## Directive 1
Retype the week 5 log word for word, from "Today we had" up to and including "large parse trees.".

## Selected extract
◇ ◇ ◇ ◇ ◇ ◇ ◇
WEEK 5

 

DAY 1:

Today we had a meeting with the HPCC Systems platform team where we were introduced to Mr. Stuart Ort and subsequently, the interns introduced themselves and their projects to the team.

After this, in my meeting with my mentor, I discussed how the bullets and prose gathering were incorporated into the rest of the analyzer.
As mentioned last week, some gaps were bridged after gathering up a prose or sequence of lines.

 Therefore I now wanted to run the dates analyzer for text both under _LINE and _prose. Here although @NODES seemingly fits the description of working like running the analyzer sequence on the text under all the nodes mentioned here, it doesn't work like that and is not advisable. 

Therefore after looking through the documentation, I came across @MULTI which works exactly how we want but, the computation time taken may be longer for large parse trees.
But it is alright in this case, as resumes have limited length. 

I applied this accordingly and got desired results(The dates were all recognized appropriately).

DAY 2&3:

Next, I worked on the Skills, Hobbies(if mentioned), Programming Languages, Languages spoken etc. 
  1. Since I had a dictionary for the languages, I just used @MULTI node to look under _lang and stored this information in a text file.
◇ ◇ ◇ ◇ ◇ ◇ ◇
## Photo-based point labeling records

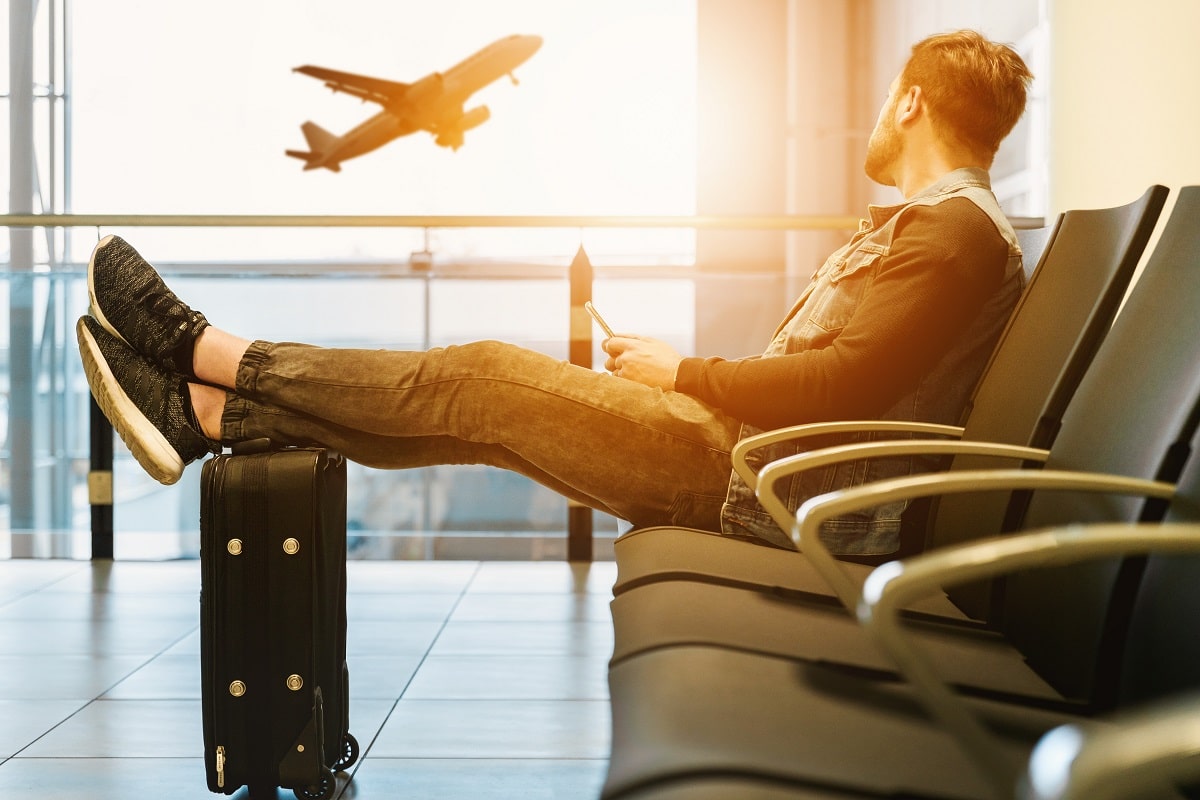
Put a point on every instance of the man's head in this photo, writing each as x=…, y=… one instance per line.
x=972, y=90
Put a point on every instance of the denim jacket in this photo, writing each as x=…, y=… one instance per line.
x=940, y=396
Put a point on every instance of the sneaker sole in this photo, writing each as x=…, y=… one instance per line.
x=97, y=313
x=148, y=445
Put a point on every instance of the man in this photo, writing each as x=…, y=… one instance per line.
x=897, y=324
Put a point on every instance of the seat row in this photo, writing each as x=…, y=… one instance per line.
x=1056, y=587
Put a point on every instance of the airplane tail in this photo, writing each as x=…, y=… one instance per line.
x=319, y=143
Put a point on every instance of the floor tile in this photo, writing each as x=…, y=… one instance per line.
x=533, y=607
x=565, y=638
x=382, y=677
x=100, y=638
x=412, y=607
x=496, y=729
x=64, y=678
x=551, y=577
x=547, y=678
x=27, y=720
x=477, y=780
x=18, y=577
x=381, y=637
x=163, y=678
x=467, y=680
x=136, y=577
x=409, y=576
x=108, y=779
x=126, y=729
x=103, y=607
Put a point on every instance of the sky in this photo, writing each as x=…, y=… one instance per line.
x=189, y=108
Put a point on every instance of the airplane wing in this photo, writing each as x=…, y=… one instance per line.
x=373, y=89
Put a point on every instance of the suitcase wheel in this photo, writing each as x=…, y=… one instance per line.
x=349, y=753
x=322, y=791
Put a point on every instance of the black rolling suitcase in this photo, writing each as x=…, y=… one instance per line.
x=273, y=621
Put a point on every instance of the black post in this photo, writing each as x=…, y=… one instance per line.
x=579, y=517
x=100, y=483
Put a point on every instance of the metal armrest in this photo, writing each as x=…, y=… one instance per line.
x=781, y=468
x=1139, y=755
x=760, y=440
x=815, y=511
x=893, y=585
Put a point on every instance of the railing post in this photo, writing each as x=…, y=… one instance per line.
x=579, y=517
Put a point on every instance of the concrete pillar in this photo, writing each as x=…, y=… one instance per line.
x=1122, y=86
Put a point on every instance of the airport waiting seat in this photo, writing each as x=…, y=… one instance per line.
x=688, y=711
x=1146, y=433
x=828, y=734
x=1089, y=259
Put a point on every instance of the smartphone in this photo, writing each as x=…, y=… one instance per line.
x=599, y=319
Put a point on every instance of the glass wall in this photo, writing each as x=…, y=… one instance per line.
x=160, y=109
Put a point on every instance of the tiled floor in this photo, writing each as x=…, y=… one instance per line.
x=467, y=680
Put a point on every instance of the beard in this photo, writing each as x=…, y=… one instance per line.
x=882, y=152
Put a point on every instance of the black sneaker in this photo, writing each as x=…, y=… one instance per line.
x=133, y=304
x=147, y=405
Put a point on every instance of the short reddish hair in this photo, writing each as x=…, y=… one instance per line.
x=975, y=88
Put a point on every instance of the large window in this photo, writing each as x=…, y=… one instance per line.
x=165, y=109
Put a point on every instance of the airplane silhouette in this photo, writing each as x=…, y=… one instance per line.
x=433, y=103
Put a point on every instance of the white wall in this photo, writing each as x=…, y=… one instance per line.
x=1123, y=100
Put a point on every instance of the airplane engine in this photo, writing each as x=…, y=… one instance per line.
x=451, y=134
x=474, y=118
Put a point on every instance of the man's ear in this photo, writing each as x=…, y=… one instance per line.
x=911, y=106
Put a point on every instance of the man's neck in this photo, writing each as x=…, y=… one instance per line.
x=913, y=178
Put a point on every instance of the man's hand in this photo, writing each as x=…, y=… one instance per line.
x=643, y=360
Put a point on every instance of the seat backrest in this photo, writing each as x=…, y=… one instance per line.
x=1135, y=414
x=1161, y=655
x=1063, y=314
x=1033, y=245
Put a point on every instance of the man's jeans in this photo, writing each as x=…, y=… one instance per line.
x=639, y=453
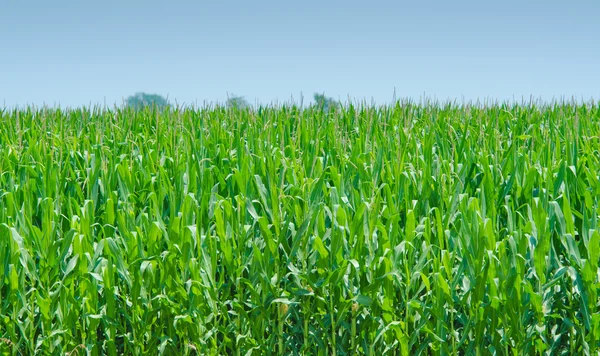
◇ ◇ ◇ ◇ ◇ ◇ ◇
## Directive 2
Put the lines of the records into a numbered list, from the line with "Put a point on every instance of the concrete" up to and including the line with "x=911, y=106", leaving out blank lines.

## Written response 1
Today we had a meeting with the HPCC Systems platform team where we were introduced to Mr. Stuart Ort and subsequently, the interns introduced themselves and their projects to the team.

After this, in my meeting with my mentor, I discussed how the bullets and prose gathering were incorporated into the rest of the analyzer.
As mentioned last week, some gaps were bridged after gathering up a prose or sequence of lines.

 Therefore I now wanted to run the dates analyzer for text both under _LINE and _prose. Here although @NODES seemingly fits the description of working like running the analyzer sequence on the text under all the nodes mentioned here, it doesn't work like that and is not advisable. 

Therefore after looking through the documentation, I came across @MULTI which works exactly how we want but, the computation time taken may be longer for large parse trees.

## Written response 2
1. Put a point on every instance of the concrete pillar in this photo, writing each as x=…, y=… one instance per line.
2. x=1122, y=86
3. Put a point on every instance of the airport waiting seat in this photo, writing each as x=…, y=… one instance per line.
4. x=688, y=711
5. x=1146, y=433
6. x=828, y=734
7. x=1089, y=259
8. Put a point on every instance of the smartphone in this photo, writing each as x=…, y=… one instance per line.
9. x=599, y=319
10. Put a point on every instance of the glass wall in this photo, writing each as x=…, y=… one instance per line.
11. x=160, y=109
12. Put a point on every instance of the tiled floor in this photo, writing each as x=…, y=… one instance per line.
13. x=467, y=680
14. Put a point on every instance of the beard in this photo, writing each as x=…, y=… one instance per line.
15. x=882, y=152
16. Put a point on every instance of the black sneaker in this photo, writing each as x=…, y=… one instance per line.
17. x=133, y=304
18. x=147, y=405
19. Put a point on every instance of the short reddish hair in this photo, writing each as x=…, y=… one instance per line.
20. x=975, y=88
21. Put a point on every instance of the large window in this photo, writing each as x=…, y=… one instance per line.
22. x=165, y=109
23. Put a point on every instance of the airplane silhouette in this photo, writing each as x=…, y=… one instance per line.
24. x=433, y=103
25. Put a point on every instance of the white wall in this photo, writing each as x=…, y=… one instance per line.
26. x=1123, y=100
27. Put a point on every instance of the airplane engine in this photo, writing each as x=…, y=… one instance per line.
28. x=451, y=134
29. x=474, y=118
30. Put a point on every instance of the man's ear in this photo, writing each as x=…, y=… one instance per line.
31. x=911, y=106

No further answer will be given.